··· Excerpted passage

# Lug Nut Torque



## Morrowmd (Feb 22, 2005)

For those of you lucky OBers that got the "Lug Nut Video", what did it say proper torque is for the nuts?

I finally bought my own torque wrench and plan on checking my nuts tonight. shy

-Matt


----------



## LateralG (Feb 11, 2006)

Morrowmd said:


> For those of you lucky OBers that got the "Lug Nut Video", what did it say proper torque is for the nuts?
> 
> I finally bought my own torque wrench and plan on checking my nuts tonight. shy
> 
> ...


Oooookaaaay.


----------



## Crawfish (Sep 14, 2005)

Here is the link for the proper torque.

Proper Torque

Leon


----------



## huntr70 (Jul 8, 2005)

I never did get the lug nut DVD.....

I guess if my wheels come off, I don't have to worry.....they never covered themselves with me.

Steve


----------



## Morrowmd (Feb 22, 2005)

Crawfish said:


> Here is the link for the proper torque.
> 
> Proper Torque
> 
> ...


110 -120 ft/lbs from the chart.

Thanks Leon!

Steve- don't feel bad, I didn't get it either and I even sent an email asking for one!

-Matt


----------



## Highlander96 (Mar 1, 2005)

LateralG said:


> Morrowmd said:
> 
> 
> > For those of you lucky OBers that got the "Lug Nut Video", what did it say proper torque is for the nuts?
> ...


???????????????????????????????


----------



## wolfwood (Sep 19, 2005)

Steve - Matt... which ever one begs 1st can have my copy!


----------



## Thor (Apr 7, 2004)

wolfwood said:


> Steve - Matt... which ever one begs 1st can have my copy!
> [snapback]88066[/snapback]​


And who ever does not get one can have mine.

Thor


----------



## Ghosty (Jan 17, 2005)

I'm with you LateralG..... All i can say is good luck on that nut checking thing tonight.


----------

······
··· Dataset content

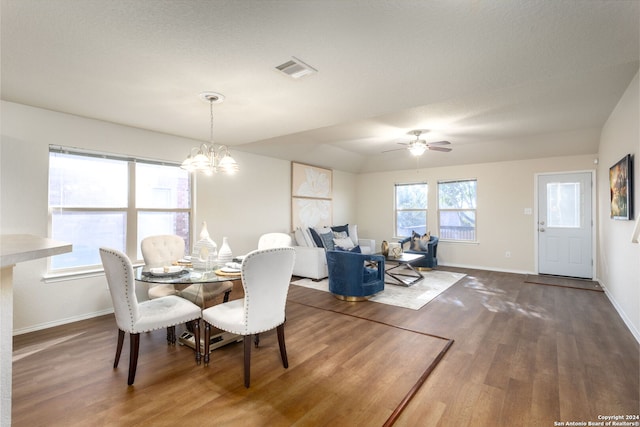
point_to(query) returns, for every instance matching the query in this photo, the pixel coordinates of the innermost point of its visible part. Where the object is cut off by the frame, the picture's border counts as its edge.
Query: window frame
(131, 211)
(396, 210)
(442, 236)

······

_Prompt_:
Duplicate the part of the lug nut torque thread that begins at the words "## LateralG (Feb" and stops after "Oooookaaaay.". These items have nothing to do with the lug nut torque thread.

_Task result_:
## LateralG (Feb 11, 2006)

Morrowmd said:


> For those of you lucky OBers that got the "Lug Nut Video", what did it say proper torque is for the nuts?
> 
> I finally bought my own torque wrench and plan on checking my nuts tonight. shy
> 
> ...


Oooookaaaay.